▶ [THINGS TO DO]:
1. Summarize the DBpedia paper abstract below in two sentences.
2. Answer these questions using the DBpedia paper abstract below:
(a) At which university are the authors based?
(b) What kind of method does the prototype use to find unexpected facts?
(c) Against what is an entity compared?
3. Carry on writing the DBpedia paper abstract below, beginning right after its final sentence.

▶ [DOCUMENT SEGMENT]:
========

=Paper= {{Paper |id=Vol-1486/paper_46 |storemode=property |title=What is Special about Bethlehem, Pennsylvania? Identifying Unusual Facts about DBpedia Entities |pdfUrl=https://ceur-ws.org/Vol-1486/paper_46.pdf |volume=Vol-1486 |dblpUrl=https://dblp.org/rec/conf/semweb/SchaferRP15 }} ==What is Special about Bethlehem, Pennsylvania? Identifying Unusual Facts about DBpedia Entities== https://ceur-ws.org/Vol-1486/paper_46.pdf
What is Special about Bethlehem, Pennsylvania?
    Identifying Unexpected Facts about DBpedia Entities

              Benjamin Schäfer, Petar Ristoski, and Heiko Paulheim

                          University of Mannheim, Germany
                        Research Group Data and Web Science
                          {benni,petar,heiko}@dwslab.de


        Abstract. Most Linked Data browsers list all facts about an entity in
        an equal manner. In this paper, we present a prototype for identifying
        unexpected facts about entities, i.e., those facts that deviate from the
        expectations. To that end, we use an attribute-wise method for anomaly
        detection, which is also capable of providing qualitative explanations for
        the anomalies found. By comparing an entity at hand to a reference set
        of similar entities, we can provide information on how the entity at hand
        differs from the typical patterns found for similar entities, and display
        those unexpected facts together with a short explanation.

========

▶ [RECORDS SUPPLIED]:
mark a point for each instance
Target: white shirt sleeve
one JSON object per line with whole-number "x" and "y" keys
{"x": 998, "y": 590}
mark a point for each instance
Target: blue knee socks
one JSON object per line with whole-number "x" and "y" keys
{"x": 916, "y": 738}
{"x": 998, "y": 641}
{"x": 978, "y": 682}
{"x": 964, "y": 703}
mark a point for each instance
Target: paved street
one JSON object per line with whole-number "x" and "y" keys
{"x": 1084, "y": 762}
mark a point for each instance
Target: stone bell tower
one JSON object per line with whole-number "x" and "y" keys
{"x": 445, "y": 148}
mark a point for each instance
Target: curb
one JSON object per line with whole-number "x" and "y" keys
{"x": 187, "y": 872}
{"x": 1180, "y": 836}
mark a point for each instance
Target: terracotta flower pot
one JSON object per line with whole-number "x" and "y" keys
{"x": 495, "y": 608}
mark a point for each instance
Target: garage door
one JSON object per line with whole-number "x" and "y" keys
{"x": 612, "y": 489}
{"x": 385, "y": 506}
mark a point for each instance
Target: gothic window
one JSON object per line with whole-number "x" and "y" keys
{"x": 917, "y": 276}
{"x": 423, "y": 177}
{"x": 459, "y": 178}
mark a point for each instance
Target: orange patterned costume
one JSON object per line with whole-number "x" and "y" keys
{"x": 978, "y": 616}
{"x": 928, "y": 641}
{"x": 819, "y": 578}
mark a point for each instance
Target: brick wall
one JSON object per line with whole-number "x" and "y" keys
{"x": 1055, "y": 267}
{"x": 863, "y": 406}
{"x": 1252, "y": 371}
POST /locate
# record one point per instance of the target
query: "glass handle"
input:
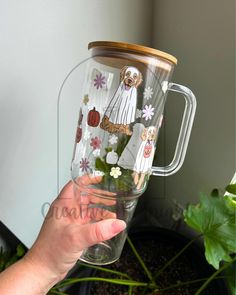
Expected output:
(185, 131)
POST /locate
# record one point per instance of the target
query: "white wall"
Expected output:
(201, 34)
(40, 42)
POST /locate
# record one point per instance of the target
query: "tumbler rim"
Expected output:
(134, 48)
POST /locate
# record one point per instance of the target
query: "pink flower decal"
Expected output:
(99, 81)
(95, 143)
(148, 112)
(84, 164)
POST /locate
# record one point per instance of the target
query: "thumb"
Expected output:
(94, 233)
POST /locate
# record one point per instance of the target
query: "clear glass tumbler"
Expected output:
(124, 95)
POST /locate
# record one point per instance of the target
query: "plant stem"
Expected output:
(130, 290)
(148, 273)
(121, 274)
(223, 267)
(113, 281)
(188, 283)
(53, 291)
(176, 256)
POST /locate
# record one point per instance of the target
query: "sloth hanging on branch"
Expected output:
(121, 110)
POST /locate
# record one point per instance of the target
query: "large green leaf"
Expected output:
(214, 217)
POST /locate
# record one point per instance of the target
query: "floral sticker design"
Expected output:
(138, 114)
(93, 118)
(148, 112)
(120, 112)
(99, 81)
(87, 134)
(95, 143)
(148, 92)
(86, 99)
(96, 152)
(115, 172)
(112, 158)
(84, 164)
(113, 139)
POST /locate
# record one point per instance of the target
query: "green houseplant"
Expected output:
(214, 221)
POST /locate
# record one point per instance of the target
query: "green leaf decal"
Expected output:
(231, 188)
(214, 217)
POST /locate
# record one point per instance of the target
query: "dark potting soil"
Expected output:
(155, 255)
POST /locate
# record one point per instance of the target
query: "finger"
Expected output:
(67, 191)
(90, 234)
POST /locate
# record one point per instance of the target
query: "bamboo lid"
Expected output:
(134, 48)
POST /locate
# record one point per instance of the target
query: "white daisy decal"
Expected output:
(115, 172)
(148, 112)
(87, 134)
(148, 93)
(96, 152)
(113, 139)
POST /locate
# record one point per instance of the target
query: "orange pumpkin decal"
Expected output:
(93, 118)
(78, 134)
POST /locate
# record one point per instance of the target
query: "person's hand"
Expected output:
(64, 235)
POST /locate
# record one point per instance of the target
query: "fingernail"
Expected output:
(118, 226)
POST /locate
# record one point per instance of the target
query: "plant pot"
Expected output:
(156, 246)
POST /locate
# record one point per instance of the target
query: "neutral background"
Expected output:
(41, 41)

========

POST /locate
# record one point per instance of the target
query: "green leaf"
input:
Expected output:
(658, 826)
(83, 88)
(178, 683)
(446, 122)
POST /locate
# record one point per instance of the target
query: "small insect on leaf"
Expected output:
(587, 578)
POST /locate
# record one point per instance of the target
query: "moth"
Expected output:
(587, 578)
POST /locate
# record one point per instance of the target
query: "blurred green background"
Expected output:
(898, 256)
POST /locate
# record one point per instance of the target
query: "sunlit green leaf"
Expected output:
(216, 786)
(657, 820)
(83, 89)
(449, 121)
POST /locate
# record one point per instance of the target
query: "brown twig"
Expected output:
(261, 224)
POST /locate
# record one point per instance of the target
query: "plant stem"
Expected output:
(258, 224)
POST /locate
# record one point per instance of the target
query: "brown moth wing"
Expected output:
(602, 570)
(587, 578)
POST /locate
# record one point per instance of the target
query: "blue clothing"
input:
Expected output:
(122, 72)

========

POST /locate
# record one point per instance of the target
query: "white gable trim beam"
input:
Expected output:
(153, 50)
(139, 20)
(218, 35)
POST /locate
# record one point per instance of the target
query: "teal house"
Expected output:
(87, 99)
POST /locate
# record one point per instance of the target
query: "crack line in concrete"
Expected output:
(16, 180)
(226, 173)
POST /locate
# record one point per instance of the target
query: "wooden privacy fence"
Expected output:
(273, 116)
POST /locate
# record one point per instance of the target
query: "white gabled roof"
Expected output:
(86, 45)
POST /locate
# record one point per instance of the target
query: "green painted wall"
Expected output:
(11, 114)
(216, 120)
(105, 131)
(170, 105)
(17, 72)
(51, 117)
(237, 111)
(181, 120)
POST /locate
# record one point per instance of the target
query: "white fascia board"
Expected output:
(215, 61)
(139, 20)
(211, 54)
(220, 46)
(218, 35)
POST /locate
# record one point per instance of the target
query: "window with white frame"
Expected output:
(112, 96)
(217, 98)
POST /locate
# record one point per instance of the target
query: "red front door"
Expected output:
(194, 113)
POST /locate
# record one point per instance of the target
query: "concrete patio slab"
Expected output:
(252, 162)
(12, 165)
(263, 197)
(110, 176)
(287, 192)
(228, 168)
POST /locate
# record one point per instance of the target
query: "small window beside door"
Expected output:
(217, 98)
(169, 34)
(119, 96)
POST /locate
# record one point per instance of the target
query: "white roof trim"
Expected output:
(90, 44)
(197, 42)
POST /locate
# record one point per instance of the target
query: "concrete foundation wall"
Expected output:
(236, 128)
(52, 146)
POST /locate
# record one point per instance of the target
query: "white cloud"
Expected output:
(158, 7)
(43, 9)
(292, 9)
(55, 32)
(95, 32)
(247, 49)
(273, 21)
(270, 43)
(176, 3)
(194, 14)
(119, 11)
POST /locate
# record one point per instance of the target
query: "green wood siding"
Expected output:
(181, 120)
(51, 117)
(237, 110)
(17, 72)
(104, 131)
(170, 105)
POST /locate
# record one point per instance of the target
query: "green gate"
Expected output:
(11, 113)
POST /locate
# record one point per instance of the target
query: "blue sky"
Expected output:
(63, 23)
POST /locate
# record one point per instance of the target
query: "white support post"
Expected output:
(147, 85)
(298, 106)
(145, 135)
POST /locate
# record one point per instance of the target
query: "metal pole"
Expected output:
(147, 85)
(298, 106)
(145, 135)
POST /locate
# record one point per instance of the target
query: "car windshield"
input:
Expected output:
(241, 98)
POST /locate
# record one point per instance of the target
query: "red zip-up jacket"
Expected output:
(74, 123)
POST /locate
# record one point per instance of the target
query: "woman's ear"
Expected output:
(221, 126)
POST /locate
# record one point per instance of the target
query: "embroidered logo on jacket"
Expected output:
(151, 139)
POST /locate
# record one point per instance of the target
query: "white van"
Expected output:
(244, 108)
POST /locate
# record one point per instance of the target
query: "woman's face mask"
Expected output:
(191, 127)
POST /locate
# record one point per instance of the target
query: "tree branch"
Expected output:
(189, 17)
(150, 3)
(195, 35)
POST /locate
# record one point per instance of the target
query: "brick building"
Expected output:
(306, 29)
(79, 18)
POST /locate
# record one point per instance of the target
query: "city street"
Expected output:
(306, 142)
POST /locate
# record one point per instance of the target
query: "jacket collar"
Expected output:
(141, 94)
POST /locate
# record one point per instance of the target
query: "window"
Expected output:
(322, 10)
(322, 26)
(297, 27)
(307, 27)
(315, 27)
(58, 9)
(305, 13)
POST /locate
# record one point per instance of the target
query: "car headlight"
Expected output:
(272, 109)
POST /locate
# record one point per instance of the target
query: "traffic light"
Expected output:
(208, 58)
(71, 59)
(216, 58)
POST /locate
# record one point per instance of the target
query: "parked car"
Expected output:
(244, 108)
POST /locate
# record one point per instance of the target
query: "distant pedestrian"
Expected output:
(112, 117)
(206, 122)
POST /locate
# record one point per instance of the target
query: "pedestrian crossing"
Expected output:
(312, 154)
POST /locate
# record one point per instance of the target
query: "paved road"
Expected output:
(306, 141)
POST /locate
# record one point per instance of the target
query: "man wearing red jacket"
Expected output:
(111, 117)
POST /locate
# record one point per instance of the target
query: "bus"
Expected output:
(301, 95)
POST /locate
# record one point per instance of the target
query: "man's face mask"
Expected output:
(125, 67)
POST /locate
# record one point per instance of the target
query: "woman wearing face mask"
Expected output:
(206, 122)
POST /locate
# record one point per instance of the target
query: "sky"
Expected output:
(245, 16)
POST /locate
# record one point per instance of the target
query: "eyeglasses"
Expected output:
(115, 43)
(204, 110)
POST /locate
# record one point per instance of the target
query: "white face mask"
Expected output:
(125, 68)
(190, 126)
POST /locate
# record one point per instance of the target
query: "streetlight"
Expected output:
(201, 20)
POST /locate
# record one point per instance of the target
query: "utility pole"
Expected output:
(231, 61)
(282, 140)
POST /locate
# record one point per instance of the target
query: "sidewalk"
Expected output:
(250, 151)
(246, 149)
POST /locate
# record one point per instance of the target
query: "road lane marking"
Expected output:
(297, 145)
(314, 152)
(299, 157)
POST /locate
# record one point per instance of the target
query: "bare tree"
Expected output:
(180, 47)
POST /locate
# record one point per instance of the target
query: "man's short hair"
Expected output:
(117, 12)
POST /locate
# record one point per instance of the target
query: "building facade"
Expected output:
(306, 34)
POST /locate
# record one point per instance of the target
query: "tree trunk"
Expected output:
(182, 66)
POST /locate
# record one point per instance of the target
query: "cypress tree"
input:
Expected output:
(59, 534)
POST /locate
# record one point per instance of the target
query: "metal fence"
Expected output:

========

▶ [EXPECTED ANSWERS]:
1. Most Linked Data browsers present all facts about an entity equally, so the paper presents a prototype that identifies unexpected facts, meaning those that deviate from expectations, using an attribute-wise anomaly detection method that can also give qualitative explanations. By comparing an entity with a reference set of similar entities, the prototype shows how the entity differs from the typical patterns of those entities and displays the unexpected facts with a short explanation.

2.
(a) The University of Mannheim, Germany.
(b) An attribute-wise method for anomaly detection.
(c) A reference set of similar entities.

3.
Keywords: DBpedia, Data Exploration, Anomaly Detection


1     Introduction
Many linked data browsers display lists of facts about an entity at hand without
a particular notion of order or importance [2]. While some approaches exist for
ranking the existing information [1, 3], the top ranked facts for an entity are
often the trivial ones (e.g., Bethlehem, Pennsylvania is a City).
    A slightly different problem is the search for unexpected or surprising facts.
Rather than ranking facts by their importance, ranking by unexpectedness re-
quires a notion of the usual state of an entity. To that end, an entity needs to be
compared to a reference set of similar entities, and the typical patterns underly-
ing the entities in that set have to be identified. Then, unexpected facts can be
identified as those facts of an entity which strongly deviate from the patterns.
    In this demonstration, we introduce a prototype for finding unexpected facts
in DBpedia.1 Starting from selecting a DBpedia entity, the user can define the
reference set and is then presented a number of unexpected facts. The first results
with selected entities look promising.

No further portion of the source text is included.